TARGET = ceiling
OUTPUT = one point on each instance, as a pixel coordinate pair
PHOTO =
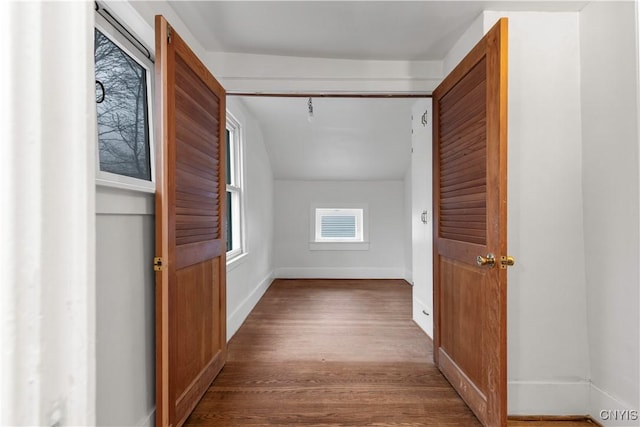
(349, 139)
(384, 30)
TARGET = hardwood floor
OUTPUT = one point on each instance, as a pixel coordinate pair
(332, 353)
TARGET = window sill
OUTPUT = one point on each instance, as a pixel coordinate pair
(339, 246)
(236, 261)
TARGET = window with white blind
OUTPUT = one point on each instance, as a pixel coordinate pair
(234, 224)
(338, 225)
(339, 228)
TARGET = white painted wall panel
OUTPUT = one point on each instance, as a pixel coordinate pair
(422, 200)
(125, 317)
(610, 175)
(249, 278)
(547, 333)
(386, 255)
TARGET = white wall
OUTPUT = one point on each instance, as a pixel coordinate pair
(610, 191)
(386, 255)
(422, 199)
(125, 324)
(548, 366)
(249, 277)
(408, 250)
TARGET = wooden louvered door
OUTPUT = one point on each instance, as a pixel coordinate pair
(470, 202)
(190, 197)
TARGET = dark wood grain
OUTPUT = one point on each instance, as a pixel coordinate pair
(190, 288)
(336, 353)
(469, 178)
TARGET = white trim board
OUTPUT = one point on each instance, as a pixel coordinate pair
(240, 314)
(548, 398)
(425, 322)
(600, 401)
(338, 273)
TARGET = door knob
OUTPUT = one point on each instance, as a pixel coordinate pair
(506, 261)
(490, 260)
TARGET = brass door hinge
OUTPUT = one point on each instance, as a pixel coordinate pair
# # # # # # #
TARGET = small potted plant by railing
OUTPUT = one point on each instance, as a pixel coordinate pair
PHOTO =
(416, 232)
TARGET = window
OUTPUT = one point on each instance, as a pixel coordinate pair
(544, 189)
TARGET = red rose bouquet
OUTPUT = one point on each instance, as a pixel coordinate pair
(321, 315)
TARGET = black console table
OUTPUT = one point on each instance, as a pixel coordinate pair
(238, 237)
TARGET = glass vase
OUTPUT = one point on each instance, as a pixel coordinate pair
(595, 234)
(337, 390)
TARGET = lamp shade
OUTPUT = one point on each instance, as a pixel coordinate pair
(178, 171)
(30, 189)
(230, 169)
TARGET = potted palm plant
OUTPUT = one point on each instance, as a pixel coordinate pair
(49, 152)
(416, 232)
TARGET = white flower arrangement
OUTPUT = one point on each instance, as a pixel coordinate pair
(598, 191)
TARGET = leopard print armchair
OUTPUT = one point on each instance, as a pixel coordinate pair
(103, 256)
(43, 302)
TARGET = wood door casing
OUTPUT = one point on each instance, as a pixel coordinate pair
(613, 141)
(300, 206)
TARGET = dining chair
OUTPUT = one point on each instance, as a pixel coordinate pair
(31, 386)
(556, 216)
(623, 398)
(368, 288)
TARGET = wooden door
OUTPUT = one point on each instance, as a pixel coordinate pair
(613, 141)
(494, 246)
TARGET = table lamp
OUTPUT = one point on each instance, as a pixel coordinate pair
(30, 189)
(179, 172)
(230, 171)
# # # # # # #
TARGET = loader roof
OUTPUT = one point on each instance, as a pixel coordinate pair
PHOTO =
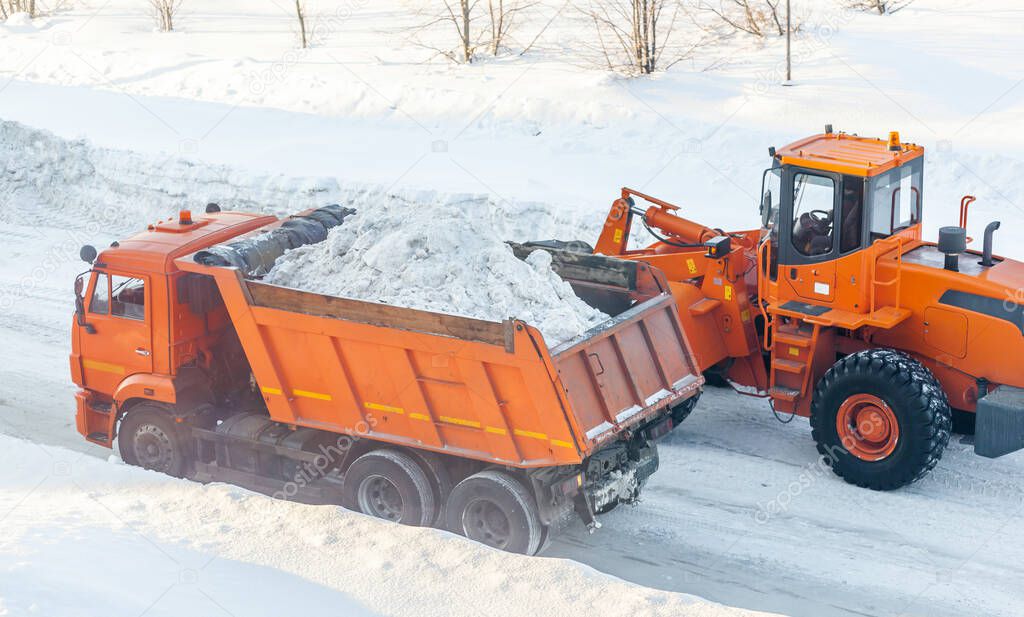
# # # # # # #
* [Prompt]: Every line of the listing above that contains "wall" is to be copied.

* [Answer to this task]:
TARGET = white painted wall panel
TARGET = white wall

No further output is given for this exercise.